Beginning in the fall of 1998, the Back of the Hill Community Housing Initiative held 12 small group meetings in neighbors’ living rooms to determine the use of the land and the design of the homes. The agreement was to build residences with a “neighborhood” feel, no more than three stories high, using extant two-families and three-deckers as models.
“We wanted a design that fit in the neighborhood contextually, and we wanted something of quality – not just building housing, but rebuilding a community that had been destroyed,” said Pat Flaherty, project manager for JPNDC.
Another consensus was to impose 20-year resale restrictions so the new homes would remain affordable over an extended period. “For somebody planning to put their roots down here, it’s a wonderful opportunity,” said Bob Carlson, a Heath Street homeowner who participated in the nine-month planning process.
In the winter of 1999, the initiative conducted three community workshops at the Benjamin Health Care Center on Fisher Avenue to develop a proposal for the site, which the city approved the following spring, designating the initiative as the project developer. After financing was secured, including $1.22 million from the city’s Neighborhood Housing Trust and $2.27 million from FleetBoston, Menino led the groundbreaking on Jan. 29, 2000. “It’s the first affordable housing program to break ground in Boston in the new millennium,” said Thal.

**Record set:**

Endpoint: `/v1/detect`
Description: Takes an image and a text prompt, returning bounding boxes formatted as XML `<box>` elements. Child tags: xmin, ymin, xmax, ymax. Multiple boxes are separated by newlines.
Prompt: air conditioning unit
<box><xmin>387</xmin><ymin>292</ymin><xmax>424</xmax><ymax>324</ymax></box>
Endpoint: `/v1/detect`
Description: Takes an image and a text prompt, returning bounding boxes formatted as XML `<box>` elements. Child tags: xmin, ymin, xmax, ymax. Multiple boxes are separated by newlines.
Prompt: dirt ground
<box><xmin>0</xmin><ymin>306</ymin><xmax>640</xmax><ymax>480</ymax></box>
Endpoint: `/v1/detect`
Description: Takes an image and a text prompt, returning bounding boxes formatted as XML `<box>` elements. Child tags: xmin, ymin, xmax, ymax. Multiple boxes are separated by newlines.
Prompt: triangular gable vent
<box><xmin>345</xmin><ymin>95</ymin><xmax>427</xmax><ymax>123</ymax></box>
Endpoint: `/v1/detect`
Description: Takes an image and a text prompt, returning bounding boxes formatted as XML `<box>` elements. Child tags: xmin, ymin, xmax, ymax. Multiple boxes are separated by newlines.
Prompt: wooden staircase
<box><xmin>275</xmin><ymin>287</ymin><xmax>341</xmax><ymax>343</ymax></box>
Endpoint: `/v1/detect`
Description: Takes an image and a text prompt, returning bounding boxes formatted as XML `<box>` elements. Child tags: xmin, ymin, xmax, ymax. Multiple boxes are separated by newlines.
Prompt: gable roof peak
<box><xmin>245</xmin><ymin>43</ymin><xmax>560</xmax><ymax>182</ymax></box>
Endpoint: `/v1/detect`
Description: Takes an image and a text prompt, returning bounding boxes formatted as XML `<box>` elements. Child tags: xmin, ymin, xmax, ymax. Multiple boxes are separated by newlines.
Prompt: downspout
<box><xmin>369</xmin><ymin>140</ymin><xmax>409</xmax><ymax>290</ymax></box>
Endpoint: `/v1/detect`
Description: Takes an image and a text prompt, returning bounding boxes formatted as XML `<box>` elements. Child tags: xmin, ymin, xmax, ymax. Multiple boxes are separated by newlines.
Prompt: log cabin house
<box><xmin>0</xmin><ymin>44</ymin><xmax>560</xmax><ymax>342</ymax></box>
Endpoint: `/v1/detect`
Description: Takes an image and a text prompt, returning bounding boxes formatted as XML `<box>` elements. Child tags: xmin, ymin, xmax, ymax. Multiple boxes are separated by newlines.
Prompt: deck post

**Apply what you read:**
(a) Repeat word for word the stretch of the Back of the Hill housing text from "Beginning in the" through "three-deckers as models.".
(b) Summarize the Back of the Hill housing text in two sentences.
(c) Pick up the Back of the Hill housing text after its last sentence and continue it.
The lines after the text are separate material.

**List of answers:**
(a)
Beginning in the fall of 1998, the Back of the Hill Community Housing Initiative held 12 small group meetings in neighbors’ living rooms to determine the use of the land and the design of the homes. The agreement was to build residences with a “neighborhood” feel, no more than three stories high, using extant two-families and three-deckers as models.

(b) Starting in the fall of 1998, the Back of the Hill Community Housing Initiative held neighborhood meetings and workshops to plan homes no more than three stories high, modeled on existing two-families and three-deckers, with 20-year resale restrictions to keep them affordable. The city approved the proposal and named the initiative developer, and after financing was secured, including money from the Neighborhood Housing Trust and FleetBoston, Menino led the groundbreaking on Jan. 29, 2000.

(c)
Detailed Work
The 22 houses, modular-built but given different color schemes to avoid “Levittown” sameness, were designed by Nick Elton, principal of Elton Hampton Architects of Allston, in accordance with community specifications. “We wanted to make the buildings fit within the vernacular of the turn-of-the-century neighborhood,” said Elton. “We also wanted a reasonable amount of detail on the houses so they wouldn’t look like ‘the projects.'”
Exterior details include clapboard siding, elevated porches, bay windows and roof gables for the two-families, and bracketed awnings and cornices for the three-deckers. Each unit contains three bedrooms, one and a half baths, a living room, an eat-in kitchen and a rear door to a private back yard. The eight units on the steeper slope have rear decks. The hillside affords all units abundant sunlight and views extending into the Blue Hills.
The second phase of the project will be a 34-unit limited-equity co-op on a Heath Street site opposite the Hennigan School. Designed by Elton with the scale of “rambling Victorian houses,” the building is expected to break ground next winter.
The third component of the project will see construction of 23 houses and a community-owned park on a parcel bordered by Fisher Avenue and Parker, Wensley and Bucknam streets. This month the initiative will submit a joint application to the city to be designated as the developer. Plans for the final phase have not been finalized.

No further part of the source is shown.